> STATED GOAL
The data below needs to be returned exactly, line for line.

> RECORDED DATA
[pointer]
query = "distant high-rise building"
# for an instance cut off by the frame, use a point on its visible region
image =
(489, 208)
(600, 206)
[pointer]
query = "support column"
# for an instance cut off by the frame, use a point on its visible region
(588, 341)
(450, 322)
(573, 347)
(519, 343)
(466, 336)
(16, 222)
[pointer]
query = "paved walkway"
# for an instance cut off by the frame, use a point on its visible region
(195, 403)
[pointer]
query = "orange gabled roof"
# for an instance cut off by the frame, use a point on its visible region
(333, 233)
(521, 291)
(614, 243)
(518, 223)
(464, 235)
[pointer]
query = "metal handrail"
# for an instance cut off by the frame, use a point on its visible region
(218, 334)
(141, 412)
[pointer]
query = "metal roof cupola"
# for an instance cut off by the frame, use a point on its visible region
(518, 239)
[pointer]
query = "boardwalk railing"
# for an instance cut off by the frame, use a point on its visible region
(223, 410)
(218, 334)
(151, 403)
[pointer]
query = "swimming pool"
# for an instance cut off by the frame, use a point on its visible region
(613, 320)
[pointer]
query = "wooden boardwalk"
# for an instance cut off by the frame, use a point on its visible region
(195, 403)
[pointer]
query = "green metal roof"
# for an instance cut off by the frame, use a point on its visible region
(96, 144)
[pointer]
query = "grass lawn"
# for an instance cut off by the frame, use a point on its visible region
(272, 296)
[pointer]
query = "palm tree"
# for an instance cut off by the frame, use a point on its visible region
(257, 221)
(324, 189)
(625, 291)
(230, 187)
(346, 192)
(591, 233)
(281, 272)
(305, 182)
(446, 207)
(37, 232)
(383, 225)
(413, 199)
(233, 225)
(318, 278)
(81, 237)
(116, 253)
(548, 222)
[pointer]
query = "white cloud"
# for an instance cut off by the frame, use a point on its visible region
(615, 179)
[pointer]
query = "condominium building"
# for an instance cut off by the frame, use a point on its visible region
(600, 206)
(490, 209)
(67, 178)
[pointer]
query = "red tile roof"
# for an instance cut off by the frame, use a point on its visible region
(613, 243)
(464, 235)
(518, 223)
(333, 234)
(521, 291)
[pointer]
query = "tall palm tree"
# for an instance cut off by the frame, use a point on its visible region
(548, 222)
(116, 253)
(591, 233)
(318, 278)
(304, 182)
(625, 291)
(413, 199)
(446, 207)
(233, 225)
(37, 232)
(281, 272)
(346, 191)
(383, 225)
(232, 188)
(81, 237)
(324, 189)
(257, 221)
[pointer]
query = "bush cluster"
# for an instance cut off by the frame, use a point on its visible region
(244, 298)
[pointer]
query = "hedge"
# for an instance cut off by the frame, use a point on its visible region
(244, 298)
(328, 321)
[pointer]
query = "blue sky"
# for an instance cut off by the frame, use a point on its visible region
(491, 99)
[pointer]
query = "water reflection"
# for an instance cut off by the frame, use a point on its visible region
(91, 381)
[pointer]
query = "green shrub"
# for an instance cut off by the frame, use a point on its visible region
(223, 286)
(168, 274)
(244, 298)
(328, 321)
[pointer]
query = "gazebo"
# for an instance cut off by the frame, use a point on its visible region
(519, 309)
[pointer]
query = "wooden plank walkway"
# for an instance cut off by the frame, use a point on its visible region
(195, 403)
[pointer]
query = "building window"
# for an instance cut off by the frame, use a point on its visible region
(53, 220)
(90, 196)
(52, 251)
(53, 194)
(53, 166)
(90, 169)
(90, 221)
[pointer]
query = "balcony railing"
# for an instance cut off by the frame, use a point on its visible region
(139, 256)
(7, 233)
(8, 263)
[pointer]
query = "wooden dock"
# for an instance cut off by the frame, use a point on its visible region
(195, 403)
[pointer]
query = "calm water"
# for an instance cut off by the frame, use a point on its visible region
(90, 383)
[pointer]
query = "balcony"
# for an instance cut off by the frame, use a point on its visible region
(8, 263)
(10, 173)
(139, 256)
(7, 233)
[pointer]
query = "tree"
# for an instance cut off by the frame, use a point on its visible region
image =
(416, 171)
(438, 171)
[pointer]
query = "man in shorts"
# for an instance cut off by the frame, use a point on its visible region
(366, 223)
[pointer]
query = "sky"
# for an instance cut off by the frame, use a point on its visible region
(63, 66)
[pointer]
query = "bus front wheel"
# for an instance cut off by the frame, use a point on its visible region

> RESULT
[pointer]
query = "distant high-rise building"
# for an instance cut off by the frame, use a point on its visible region
image =
(489, 208)
(600, 206)
[pointer]
query = "support column"
# for an instance cut off by the frame, use a point on its visible region
(588, 341)
(450, 322)
(573, 347)
(519, 343)
(466, 336)
(16, 222)
[pointer]
query = "paved walkway"
# for an instance cut off by the frame, use a point on its visible region
(195, 403)
[pointer]
query = "orange gabled roof"
# for an instance cut off by the frame, use a point on its visible region
(333, 233)
(521, 291)
(614, 243)
(518, 223)
(464, 235)
[pointer]
query = "metal handrail"
# for an instance cut off by the frame, use a point on its visible region
(218, 334)
(141, 412)
[pointer]
query = "metal roof cupola"
# for an instance cut off by the frame, use a point on its visible region
(518, 239)
[pointer]
query = "boardwalk railing"
# for an instance cut off by the frame, use a point on its visible region
(223, 410)
(218, 334)
(151, 403)
[pointer]
query = "swimming pool"
# for an instance cut off by the frame, use a point on its visible region
(613, 320)
[pointer]
query = "wooden boardwalk"
# for an instance cut off by the frame, use a point on its visible region
(195, 403)
[pointer]
query = "green metal roof"
# for an instance cut off by the frame, use a point on its visible region
(96, 144)
[pointer]
query = "grass lawn"
# for an instance cut off by the frame, use a point on its visible region
(272, 296)
[pointer]
query = "palm tree"
# for an instance cut off by the frame, use a point on its visible region
(257, 221)
(324, 189)
(625, 291)
(230, 187)
(346, 192)
(591, 233)
(281, 272)
(305, 182)
(446, 207)
(37, 232)
(383, 225)
(413, 199)
(233, 225)
(318, 278)
(81, 237)
(116, 253)
(548, 222)
[pointer]
query = "white cloud"
# for an instance cut off by the frame, use a point on its visible region
(615, 179)
[pointer]
query = "condominium building"
# for an instance cut off by the frame, use a point on its visible region
(600, 206)
(490, 209)
(67, 178)
[pointer]
query = "red tile roof"
# for an instance cut off by the frame, use a point on its visible region
(613, 243)
(464, 235)
(518, 223)
(333, 234)
(521, 291)
[pointer]
query = "tall palm tree"
# for an instance cut off by the frame, use a point on its visible region
(548, 222)
(116, 253)
(591, 233)
(318, 278)
(304, 182)
(625, 291)
(413, 199)
(446, 207)
(233, 225)
(37, 232)
(281, 272)
(346, 191)
(383, 225)
(232, 188)
(81, 237)
(324, 189)
(257, 221)
[pointer]
query = "bush cluster"
# for an instance cut off by the frame, use a point on its visible region
(244, 298)
[pointer]
query = "hedge"
# for an instance cut off by the frame, use a point on its visible region
(244, 298)
(328, 321)
[pointer]
query = "blue sky"
# for an instance cut off by the frame, use a point on its visible region
(491, 99)
[pointer]
query = "water reflection"
# for an instance cut off by the frame, use a point on its visible region
(91, 381)
[pointer]
query = "green shrub"
# for an instance cut off by the frame, use a point on its visible region
(223, 286)
(168, 274)
(244, 298)
(328, 321)
[pointer]
query = "gazebo"
# for an instance cut off by the frame, use a point on its visible region
(519, 309)
[pointer]
query = "wooden plank walkway"
# for an instance cut off by the frame, use a point on its visible region
(195, 403)
[pointer]
query = "building window"
# for an instance cut off by the frame, use a point on its visible region
(53, 220)
(90, 196)
(52, 251)
(53, 194)
(53, 166)
(90, 169)
(90, 221)
[pointer]
query = "balcony railing"
# for an instance cut off by the frame, use a point on its visible region
(139, 256)
(7, 233)
(8, 263)
[pointer]
query = "wooden dock"
# for an instance cut off by the frame, use a point on its visible region
(195, 403)
[pointer]
query = "calm water"
# for an instance cut off by the frame, use a point on its visible region
(90, 383)
[pointer]
query = "balcony"
# for an instance cut off by the frame, use a point on its visible region
(8, 263)
(10, 173)
(139, 256)
(7, 233)
[pointer]
query = "tree"
# for an instance cut off by the frame, use a point on its visible region
image =
(416, 171)
(438, 171)
[pointer]
query = "man in shorts"
# for an instance cut off by the frame, use a point on its visible region
(366, 223)
[pointer]
query = "sky"
# for an instance cut off by the frame, use a point on its visible region
(63, 66)
[pointer]
query = "bus front wheel"
# for an instance cut off by the frame, use a point on its visible region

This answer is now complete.